*Task to carry out*: Pictures are not part of the copy; reproduce the remaining data exactly.

Photo-based referring expression data:
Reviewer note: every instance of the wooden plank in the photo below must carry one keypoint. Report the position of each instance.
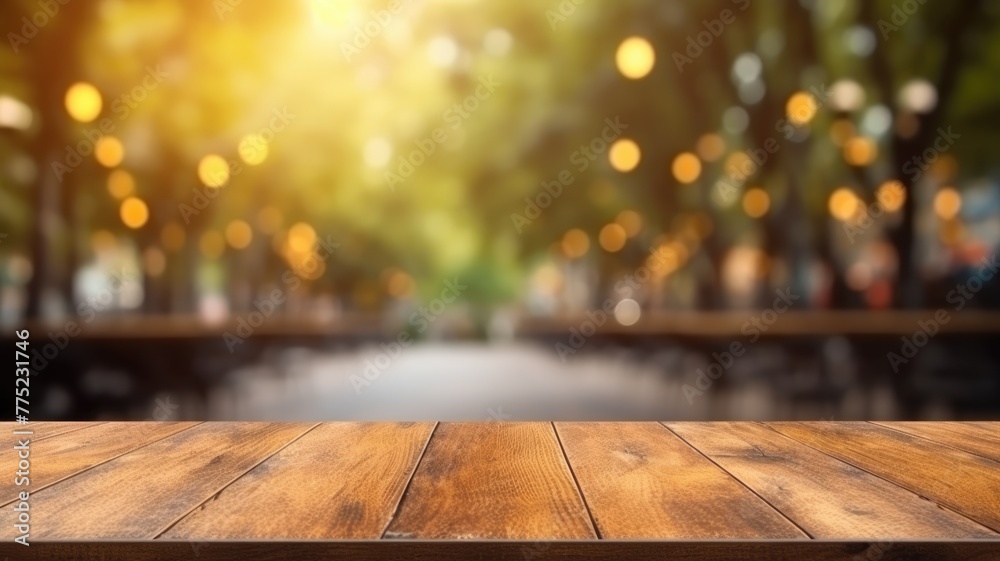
(641, 481)
(493, 480)
(961, 481)
(66, 454)
(139, 494)
(502, 550)
(340, 481)
(982, 439)
(825, 496)
(47, 429)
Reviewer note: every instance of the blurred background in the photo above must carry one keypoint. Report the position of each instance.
(462, 209)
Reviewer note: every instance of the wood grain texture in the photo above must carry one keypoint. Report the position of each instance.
(798, 480)
(68, 453)
(342, 480)
(47, 429)
(982, 439)
(503, 550)
(961, 481)
(641, 481)
(493, 480)
(139, 494)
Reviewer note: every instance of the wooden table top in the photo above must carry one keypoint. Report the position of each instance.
(826, 490)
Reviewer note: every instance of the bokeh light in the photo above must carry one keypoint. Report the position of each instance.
(624, 155)
(843, 204)
(891, 194)
(686, 167)
(627, 312)
(83, 102)
(947, 203)
(860, 151)
(801, 108)
(710, 147)
(612, 237)
(575, 243)
(635, 57)
(301, 238)
(134, 212)
(756, 202)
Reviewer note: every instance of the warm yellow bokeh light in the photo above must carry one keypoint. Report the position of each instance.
(710, 147)
(253, 149)
(947, 203)
(154, 261)
(635, 57)
(624, 155)
(686, 167)
(121, 184)
(860, 151)
(631, 221)
(109, 151)
(575, 243)
(134, 212)
(212, 244)
(213, 171)
(756, 202)
(301, 238)
(172, 237)
(612, 237)
(843, 204)
(801, 108)
(239, 234)
(83, 102)
(891, 194)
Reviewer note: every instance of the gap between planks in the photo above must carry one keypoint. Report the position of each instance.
(174, 522)
(579, 489)
(102, 462)
(409, 480)
(738, 480)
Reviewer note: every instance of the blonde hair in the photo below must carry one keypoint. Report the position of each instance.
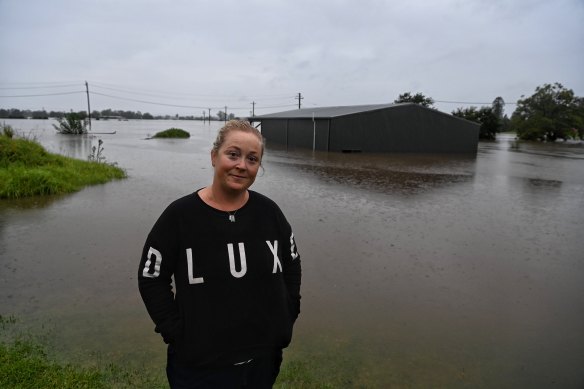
(237, 125)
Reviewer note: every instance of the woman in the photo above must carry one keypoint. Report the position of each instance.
(236, 271)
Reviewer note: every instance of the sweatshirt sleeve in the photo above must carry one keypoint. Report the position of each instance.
(292, 269)
(157, 264)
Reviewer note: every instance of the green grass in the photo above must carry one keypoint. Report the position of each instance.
(26, 362)
(27, 169)
(172, 133)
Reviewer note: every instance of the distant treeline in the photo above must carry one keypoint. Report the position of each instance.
(14, 113)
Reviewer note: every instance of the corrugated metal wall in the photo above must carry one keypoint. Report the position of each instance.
(409, 128)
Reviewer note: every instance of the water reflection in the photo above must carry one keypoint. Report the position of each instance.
(419, 270)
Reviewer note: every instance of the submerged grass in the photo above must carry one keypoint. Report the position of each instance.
(27, 169)
(172, 133)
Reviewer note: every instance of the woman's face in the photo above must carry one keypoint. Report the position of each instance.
(237, 161)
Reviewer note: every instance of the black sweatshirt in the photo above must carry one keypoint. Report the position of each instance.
(237, 283)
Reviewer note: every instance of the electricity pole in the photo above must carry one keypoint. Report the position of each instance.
(88, 107)
(299, 98)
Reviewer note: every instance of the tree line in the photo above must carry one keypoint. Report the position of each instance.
(553, 112)
(14, 113)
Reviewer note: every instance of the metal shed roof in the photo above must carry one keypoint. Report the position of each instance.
(324, 112)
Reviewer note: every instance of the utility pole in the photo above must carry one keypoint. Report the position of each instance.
(299, 98)
(88, 107)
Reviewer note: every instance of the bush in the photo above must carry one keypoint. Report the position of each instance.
(173, 133)
(71, 124)
(27, 169)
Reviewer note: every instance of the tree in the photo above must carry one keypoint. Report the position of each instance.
(418, 98)
(484, 116)
(498, 107)
(552, 112)
(221, 115)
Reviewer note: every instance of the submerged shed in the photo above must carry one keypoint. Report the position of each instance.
(403, 127)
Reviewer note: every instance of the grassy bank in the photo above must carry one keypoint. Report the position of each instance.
(26, 363)
(27, 169)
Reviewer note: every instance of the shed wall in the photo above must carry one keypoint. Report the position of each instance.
(409, 128)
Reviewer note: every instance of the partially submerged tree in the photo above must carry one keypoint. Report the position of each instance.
(485, 117)
(71, 124)
(418, 98)
(552, 112)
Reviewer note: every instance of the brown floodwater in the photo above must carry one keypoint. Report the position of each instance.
(418, 270)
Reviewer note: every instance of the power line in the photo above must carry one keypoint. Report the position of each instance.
(467, 102)
(46, 94)
(39, 87)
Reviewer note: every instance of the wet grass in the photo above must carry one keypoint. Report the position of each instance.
(27, 169)
(172, 133)
(27, 362)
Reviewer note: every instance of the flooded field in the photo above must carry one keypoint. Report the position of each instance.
(419, 271)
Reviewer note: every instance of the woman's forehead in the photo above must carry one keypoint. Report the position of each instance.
(239, 138)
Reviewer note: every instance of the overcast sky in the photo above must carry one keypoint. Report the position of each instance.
(213, 53)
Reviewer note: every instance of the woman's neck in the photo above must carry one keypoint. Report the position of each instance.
(223, 201)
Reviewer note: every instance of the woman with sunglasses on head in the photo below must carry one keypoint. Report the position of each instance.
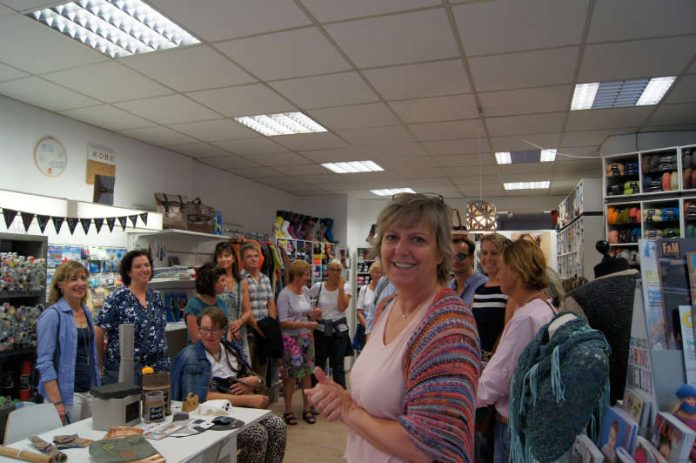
(522, 277)
(422, 355)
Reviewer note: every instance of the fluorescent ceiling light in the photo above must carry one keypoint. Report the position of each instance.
(281, 124)
(391, 191)
(503, 157)
(548, 155)
(527, 185)
(353, 167)
(620, 93)
(116, 28)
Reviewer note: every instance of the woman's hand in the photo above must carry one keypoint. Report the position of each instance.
(329, 398)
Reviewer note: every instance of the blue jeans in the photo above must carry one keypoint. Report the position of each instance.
(501, 443)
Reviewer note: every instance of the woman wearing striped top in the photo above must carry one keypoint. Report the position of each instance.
(422, 355)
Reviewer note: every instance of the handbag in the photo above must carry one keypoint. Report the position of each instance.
(172, 209)
(199, 217)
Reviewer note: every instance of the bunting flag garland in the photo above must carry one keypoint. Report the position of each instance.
(86, 223)
(26, 220)
(72, 223)
(98, 223)
(9, 215)
(43, 221)
(57, 223)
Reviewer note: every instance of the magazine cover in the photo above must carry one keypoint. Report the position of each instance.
(672, 438)
(645, 452)
(585, 451)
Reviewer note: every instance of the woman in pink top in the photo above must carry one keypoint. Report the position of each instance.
(523, 278)
(413, 386)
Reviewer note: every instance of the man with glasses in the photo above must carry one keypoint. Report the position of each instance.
(466, 280)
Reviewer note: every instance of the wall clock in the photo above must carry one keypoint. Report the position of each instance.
(50, 157)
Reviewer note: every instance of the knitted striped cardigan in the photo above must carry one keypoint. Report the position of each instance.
(441, 370)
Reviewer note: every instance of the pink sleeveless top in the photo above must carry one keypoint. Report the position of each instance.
(377, 384)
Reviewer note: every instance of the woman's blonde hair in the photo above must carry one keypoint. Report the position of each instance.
(65, 272)
(527, 261)
(297, 268)
(408, 209)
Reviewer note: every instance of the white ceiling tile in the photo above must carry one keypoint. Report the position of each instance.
(524, 142)
(222, 19)
(419, 80)
(190, 68)
(471, 145)
(9, 73)
(35, 48)
(377, 135)
(336, 10)
(446, 130)
(217, 130)
(355, 116)
(252, 146)
(108, 117)
(441, 108)
(171, 109)
(295, 53)
(105, 81)
(683, 91)
(245, 100)
(633, 19)
(310, 141)
(519, 25)
(329, 90)
(533, 100)
(526, 69)
(519, 125)
(596, 119)
(159, 136)
(44, 94)
(199, 150)
(637, 59)
(391, 39)
(677, 115)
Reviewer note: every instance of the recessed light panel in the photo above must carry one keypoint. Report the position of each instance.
(353, 167)
(391, 191)
(527, 185)
(116, 28)
(281, 124)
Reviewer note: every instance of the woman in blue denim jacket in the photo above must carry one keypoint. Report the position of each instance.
(66, 352)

*Response to the task*:
Reviewer note: every instance of the wooden plank in the photo below must carry one keypoint. Report the position of each instance.
(641, 481)
(493, 480)
(961, 481)
(66, 454)
(139, 494)
(502, 550)
(340, 481)
(982, 439)
(825, 496)
(47, 429)
Reviewer note: every instance of the blurred background in the photo above must carry one keypoint. Report the position of each instance.
(462, 209)
Reviewer note: every instance of the wood grain texture in the photo above must carry one keypoint. Report the position of each instance.
(798, 480)
(68, 453)
(342, 480)
(47, 429)
(982, 439)
(503, 550)
(961, 481)
(641, 481)
(493, 480)
(139, 494)
Reviewer note: every instance of the wooden table top in the photo above must carry one keypoint. Report the position of each instance.
(826, 490)
Reviewer note: every instance of the bokeh light in the photo above must carry one keypoint. Report the position of each instance.
(624, 155)
(843, 204)
(891, 194)
(686, 167)
(627, 312)
(83, 102)
(947, 203)
(860, 151)
(801, 108)
(710, 147)
(612, 237)
(575, 243)
(635, 57)
(301, 238)
(134, 212)
(756, 202)
Reviewer note: every instance of the warm yellow bokeh light in the photo above must carry one keypoint. Report the position of each instance.
(710, 147)
(253, 149)
(947, 203)
(154, 261)
(635, 57)
(624, 155)
(686, 167)
(121, 184)
(860, 151)
(631, 221)
(109, 151)
(575, 243)
(134, 212)
(212, 244)
(213, 171)
(756, 202)
(301, 238)
(172, 237)
(612, 237)
(843, 204)
(801, 108)
(239, 234)
(83, 102)
(891, 194)
Reviewer note: every instance of the gap between planks in the photo above must carry one keypoint. Report the position of each instance.
(174, 522)
(579, 489)
(102, 462)
(409, 480)
(738, 480)
Reviewer note: every instance of the blonde hair in the photo below must carry one keypoint. Report the position of each instance.
(237, 125)
Reviewer note: every instance of the woman in the photo above must carry one keypoint. Report the position of each instance.
(236, 271)
Reviewer note: every instance of the sweatshirt sleeve in the photo above must carry one keypoint. Report the position of each instance.
(292, 269)
(157, 264)
Reviewer note: every instance of the green grass in the photo above must carry one keypoint. Report the position of each instance.
(26, 362)
(27, 169)
(172, 133)
Reviewer note: every instance of the distant treeline in the photo above must carry one keypoint. Report the position of each instance.
(14, 113)
Reviewer note: every instance of the corrugated metal wall in the photo above must carry one keypoint. Report the position of each instance.
(409, 128)
Reviewer note: every instance of the water reflection in the photo above must carry one keypoint. Report the position of each instance.
(419, 270)
Reviewer note: every instance of the submerged grass in the photo above must carry one keypoint. Report the position of each instance.
(27, 169)
(172, 133)
Reviewer note: every instance of the woman's face in the photo above must carry one keypoint. Report the position of each instance.
(237, 161)
Reviewer note: every instance of the black sweatshirt in the photo above must carry one keypoint. Report the position of each instance.
(237, 283)
Reviewer note: every instance of the electricity pole in the photo above must carry one keypoint. Report the position of each instance.
(88, 107)
(299, 98)
Reviewer note: every instance of the tree line in the photo above must carry one keypoint. Report the position of each instance.
(553, 112)
(14, 113)
Reviewer note: every instance of the metal shed roof in the photo above must carry one keypoint. Report the position of each instance.
(324, 112)
Reviewer note: every instance of the utility pole in the photo above must carry one keypoint. Report the position of each instance.
(299, 98)
(88, 107)
Reviewer note: every instance of the bush in the photo above must carry one keypoint. Report the position of each instance.
(173, 133)
(71, 124)
(27, 169)
Reviewer note: every instance of the tree in the photo above must carry one keypoint. Report the position of each instance.
(418, 98)
(484, 116)
(498, 107)
(552, 112)
(221, 115)
Reviewer note: every instance of the submerged shed in the photo above must carry one keypoint. Report the position of each instance.
(403, 127)
Reviewer note: every instance of the grassy bank in the photo above must carry one keypoint. Report the position of each instance.
(26, 363)
(27, 169)
Reviewer note: every instance of the shed wall in the photo above must carry one keypoint. Report the position of each instance.
(409, 128)
Reviewer note: every instance of the partially submerged tree in the photo above must carry one keypoint. Report the position of each instance.
(485, 117)
(71, 124)
(418, 98)
(552, 112)
Reviewer note: every instance of the brown floodwater in the photo above must carry one keypoint. Report the position of each instance.
(418, 270)
Reviewer note: every instance of the power line in the photo above must carry one keypoint. Report the position of each instance.
(467, 102)
(46, 94)
(39, 87)
Reviewer note: every instance of the wet grass in the photo above must carry one keypoint. Report the position of each instance.
(27, 169)
(172, 133)
(27, 362)
Reviewer note: every instance of the flooded field in the photo above must carry one keypoint. Report the position of each instance.
(419, 271)
Reviewer note: every instance of the woman's forehead in the photo above must carry one keypoint. Report the position of each instance.
(239, 138)
Reviewer note: every instance of the overcast sky in the photo above must carry one keypoint. Report the position of each instance.
(213, 53)
Reviewer note: every instance of the woman's neck in the photo above must carry one keypoint. Report the position of each instance.
(223, 201)
Reviewer note: every instance of the woman with sunglasses on head in the photo below must carry one keypoint. Report the position of each instance.
(522, 277)
(422, 355)
Reviewer note: every instance of the fluorescent ceiling light in the photo above must carry one keypoint. Report the position of each instance.
(281, 124)
(391, 191)
(503, 157)
(548, 155)
(527, 185)
(353, 167)
(620, 93)
(116, 28)
Reviewer note: every instance of the woman's hand in the photo above must carry one keypoint. Report the position of each instance.
(329, 398)
Reviewer note: every instance of the blue jeans in the photo above must carry one keypoint. Report the position of each instance.
(501, 443)
Reviewer note: every instance of the woman wearing striped top in the photo above must carry one keypoint. Report the position of each instance.
(422, 355)
Reviewer note: every instance of the handbag in the photo above must carry one keypoint. Report the position of each instance.
(172, 209)
(199, 217)
Reviewer note: every instance of the bunting flag garland in the photo above must carry one keypoint. Report the position of each instance.
(86, 223)
(26, 220)
(72, 223)
(98, 223)
(9, 215)
(43, 221)
(57, 223)
Reviewer note: every instance of the magazine cover in the photo above must carry one keypoint. Report the position of each instance.
(672, 438)
(645, 452)
(585, 451)
Reviewer note: every instance of the woman in pink top in the photo above must carry one keypoint. Report the position of each instance.
(523, 278)
(413, 386)
Reviewer note: every instance of the man with glasses in the photo above must carry one keypoint. Report the position of each instance.
(466, 280)
Reviewer note: every instance of the wall clock in the photo above must carry one keypoint. Report the position of each instance.
(50, 157)
Reviewer note: every instance of the knitted striped cardigan in the photo above must carry one keypoint. Report the position of each instance.
(441, 370)
Reviewer note: every instance of the pink sleeveless top in the photo above must carry one keypoint. Report the position of each instance.
(377, 384)
Reviewer note: every instance of the woman's blonde hair in the photo above must carry one keypoint. Report the position of each instance.
(65, 272)
(527, 261)
(297, 268)
(408, 209)
Reviewer note: every instance of the white ceiling tile in the photo above must carry one keypoint. Report the position of each instance.
(524, 142)
(222, 19)
(419, 80)
(190, 68)
(471, 145)
(9, 73)
(35, 48)
(377, 135)
(336, 10)
(446, 130)
(217, 130)
(355, 116)
(252, 146)
(108, 117)
(441, 108)
(171, 109)
(295, 53)
(105, 81)
(683, 91)
(245, 100)
(633, 19)
(310, 141)
(519, 25)
(329, 90)
(533, 100)
(526, 69)
(519, 125)
(596, 119)
(159, 136)
(44, 94)
(199, 150)
(637, 59)
(391, 39)
(677, 115)
Reviewer note: every instance of the recessed light panel in the photo above must carry one keypoint. Report the position of each instance.
(353, 167)
(391, 191)
(527, 185)
(116, 28)
(281, 124)
Reviewer note: every instance of the woman in blue denim jacket in the photo above must carry one keypoint. Report the position of each instance.
(66, 352)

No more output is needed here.